**Exercise task:**
Print the section of the banana fiber text that begins at the words "After preparing three" and ends after "banana fibers additive.".

A comparison of the two SEM images of the fibers before and after drying, shown in Figs. 13e and 14d, leads to the conclusion that the concentration of cementitious binders such as lignin and hemicelluloses shown in the aforementioned figures is much lower after drying than in the raw state of the banana fiber. This also provides further justification for the reduction in the cross-section of banana fibers after drying, as well as for the evaporation of inter-fibril water.

4.3 Results of Densities Sample Composites Measurements

After preparing three composite samples of each percentage of banana fiber additives, we proceeded to calculate the average of the densities between the samples dedicated to the various thermal and mechanical property characterization tests. We opted to analyze the evolution of the average density of the composites about the increase in volume fraction of the banana fibers additive.

According to Fig. 15, the authors note that the density of composites decreases with the increasing volume fraction of the additive. We observed a maximum gain in lightness of around 20% for the highest volume fraction, an almost constant variation for the highest volume fraction from y = 0.18, and a remarkable variation in density for the lowest volume fraction of the additive.

Figure 15: Variation of average of the densities composites in function of the variation of fiber banana volume fraction and the gain on lightness

4.4 Results of Thermal Properties Measurements

The results of thermal properties such as thermal conductivity, thermal effusivity, and thermal diffusivity were performed on 100 × 100 × 25 mm3 prism samples. The estimated error ranged between 1.80% and 11.72%.

The author found that increasing the volume fraction of banana fiber insulation led to a significant reduction in thermal conductivity, as shown in Fig. 16, with a gain of 43.7 for the maximum volume fraction FSM5.

Figure 16: Variation of average of the thermal conductivity in function of the variation of fiber banana volume fraction and the gain on thermal conductivity

This also reveals three ranges of variation in thermal conductivity gain compared with plaster alone as a reference element:

•   For y < 0.14, there is an almost constant variation in thermal conductivity of the order of 25%.

•   14 < y < 0.18 an observed gain in thermal conductivity between 25% and 40%.

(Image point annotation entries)
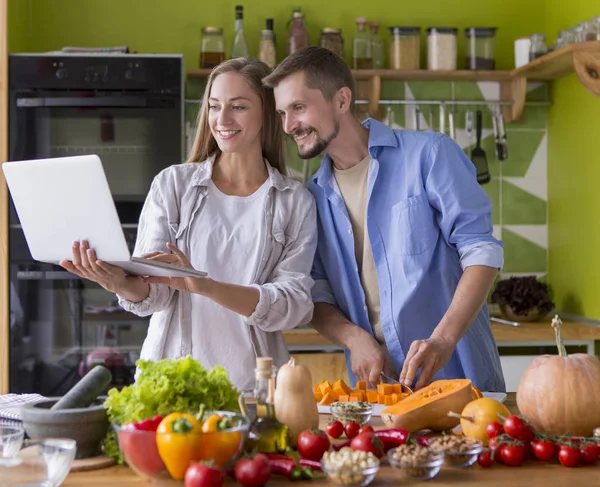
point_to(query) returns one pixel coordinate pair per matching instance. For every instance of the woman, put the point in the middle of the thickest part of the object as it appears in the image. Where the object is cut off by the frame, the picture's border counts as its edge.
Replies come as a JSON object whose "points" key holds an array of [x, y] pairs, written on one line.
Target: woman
{"points": [[232, 211]]}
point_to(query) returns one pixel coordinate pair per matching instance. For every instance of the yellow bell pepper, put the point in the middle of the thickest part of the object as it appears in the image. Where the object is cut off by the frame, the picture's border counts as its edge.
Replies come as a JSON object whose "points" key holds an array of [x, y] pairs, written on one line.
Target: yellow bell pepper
{"points": [[179, 439]]}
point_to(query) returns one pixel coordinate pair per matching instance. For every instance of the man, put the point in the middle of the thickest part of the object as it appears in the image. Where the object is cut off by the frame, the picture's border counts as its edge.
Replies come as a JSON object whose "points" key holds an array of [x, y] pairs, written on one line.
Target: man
{"points": [[405, 257]]}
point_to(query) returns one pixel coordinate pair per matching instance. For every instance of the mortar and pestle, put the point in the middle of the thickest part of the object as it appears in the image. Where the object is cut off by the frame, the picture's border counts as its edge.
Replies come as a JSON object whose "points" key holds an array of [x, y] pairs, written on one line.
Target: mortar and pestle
{"points": [[79, 414]]}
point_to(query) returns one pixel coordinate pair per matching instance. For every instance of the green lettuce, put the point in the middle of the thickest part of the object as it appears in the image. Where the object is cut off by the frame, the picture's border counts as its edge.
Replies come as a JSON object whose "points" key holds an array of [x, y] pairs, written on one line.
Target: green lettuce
{"points": [[168, 386]]}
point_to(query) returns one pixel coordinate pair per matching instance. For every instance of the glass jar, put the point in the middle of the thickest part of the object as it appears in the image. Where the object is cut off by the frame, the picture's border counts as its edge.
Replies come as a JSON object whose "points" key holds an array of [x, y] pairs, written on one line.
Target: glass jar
{"points": [[212, 50], [376, 46], [405, 47], [481, 48], [362, 55], [332, 39], [538, 46], [441, 48]]}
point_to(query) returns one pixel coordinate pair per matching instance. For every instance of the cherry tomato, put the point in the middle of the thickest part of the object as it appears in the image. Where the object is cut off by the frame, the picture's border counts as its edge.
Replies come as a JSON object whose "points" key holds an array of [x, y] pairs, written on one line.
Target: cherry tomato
{"points": [[485, 459], [512, 455], [517, 428], [493, 429], [312, 444], [352, 429], [335, 428], [568, 456], [543, 450], [589, 454]]}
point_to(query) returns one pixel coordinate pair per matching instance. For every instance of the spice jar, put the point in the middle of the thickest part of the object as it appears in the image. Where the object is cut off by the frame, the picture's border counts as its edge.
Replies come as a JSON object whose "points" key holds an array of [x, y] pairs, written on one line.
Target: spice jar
{"points": [[362, 56], [481, 47], [212, 50], [332, 39], [538, 46], [405, 47], [441, 48]]}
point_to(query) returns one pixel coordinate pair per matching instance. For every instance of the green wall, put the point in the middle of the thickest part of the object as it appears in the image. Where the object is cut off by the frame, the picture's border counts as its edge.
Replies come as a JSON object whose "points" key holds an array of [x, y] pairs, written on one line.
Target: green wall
{"points": [[573, 178], [162, 26]]}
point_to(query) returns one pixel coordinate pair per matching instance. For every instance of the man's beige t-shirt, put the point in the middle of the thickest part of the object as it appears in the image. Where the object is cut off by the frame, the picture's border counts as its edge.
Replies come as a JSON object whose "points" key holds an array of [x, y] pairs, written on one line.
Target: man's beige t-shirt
{"points": [[353, 184]]}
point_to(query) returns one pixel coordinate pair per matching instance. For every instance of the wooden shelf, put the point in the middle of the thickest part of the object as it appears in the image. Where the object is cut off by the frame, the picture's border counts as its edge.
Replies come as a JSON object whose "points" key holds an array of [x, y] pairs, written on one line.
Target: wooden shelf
{"points": [[582, 58]]}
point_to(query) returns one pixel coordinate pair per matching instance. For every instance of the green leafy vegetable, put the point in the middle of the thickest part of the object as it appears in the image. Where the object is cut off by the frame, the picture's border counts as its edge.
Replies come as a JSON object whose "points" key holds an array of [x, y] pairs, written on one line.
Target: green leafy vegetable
{"points": [[168, 386]]}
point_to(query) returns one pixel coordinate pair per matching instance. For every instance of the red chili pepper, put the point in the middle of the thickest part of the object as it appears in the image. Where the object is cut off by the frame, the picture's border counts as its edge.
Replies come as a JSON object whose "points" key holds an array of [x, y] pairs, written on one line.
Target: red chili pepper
{"points": [[285, 466], [150, 424]]}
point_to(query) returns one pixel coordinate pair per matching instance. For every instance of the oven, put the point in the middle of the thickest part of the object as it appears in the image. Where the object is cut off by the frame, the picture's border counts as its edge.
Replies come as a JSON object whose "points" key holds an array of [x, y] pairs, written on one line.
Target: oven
{"points": [[128, 109]]}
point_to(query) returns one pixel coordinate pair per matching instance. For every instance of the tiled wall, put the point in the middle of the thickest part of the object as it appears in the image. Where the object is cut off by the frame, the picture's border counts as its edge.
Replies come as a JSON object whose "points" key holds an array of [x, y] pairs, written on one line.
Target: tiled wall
{"points": [[519, 185]]}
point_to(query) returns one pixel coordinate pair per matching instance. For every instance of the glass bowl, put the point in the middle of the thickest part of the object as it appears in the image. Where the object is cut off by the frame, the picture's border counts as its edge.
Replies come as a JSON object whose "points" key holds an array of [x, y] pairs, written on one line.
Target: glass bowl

**Correct answer:**
After preparing three composite samples of each percentage of banana fiber additives, we proceeded to calculate the average of the densities between the samples dedicated to the various thermal and mechanical property characterization tests. We opted to analyze the evolution of the average density of the composites about the increase in volume fraction of the banana fibers additive.